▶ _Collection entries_
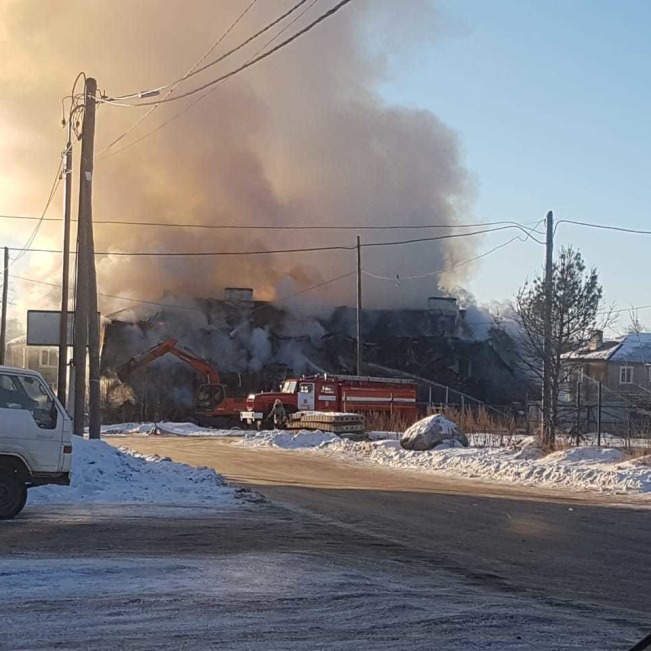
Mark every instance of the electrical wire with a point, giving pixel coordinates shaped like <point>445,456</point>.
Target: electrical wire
<point>202,97</point>
<point>398,278</point>
<point>604,227</point>
<point>253,61</point>
<point>333,227</point>
<point>173,86</point>
<point>340,247</point>
<point>26,247</point>
<point>185,307</point>
<point>194,70</point>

▶ _Task goal_
Shift every point coordinate in the answers by adding 55 to each number. Then rewrite the material from its start through the line containing "<point>333,227</point>", keeping the requests and leaving out the pictures.

▶ _Final result_
Mark every instance of the electrical wire with a point, giving pixel coordinates shaped like <point>445,456</point>.
Target: electrical wire
<point>257,152</point>
<point>453,333</point>
<point>659,282</point>
<point>308,116</point>
<point>388,282</point>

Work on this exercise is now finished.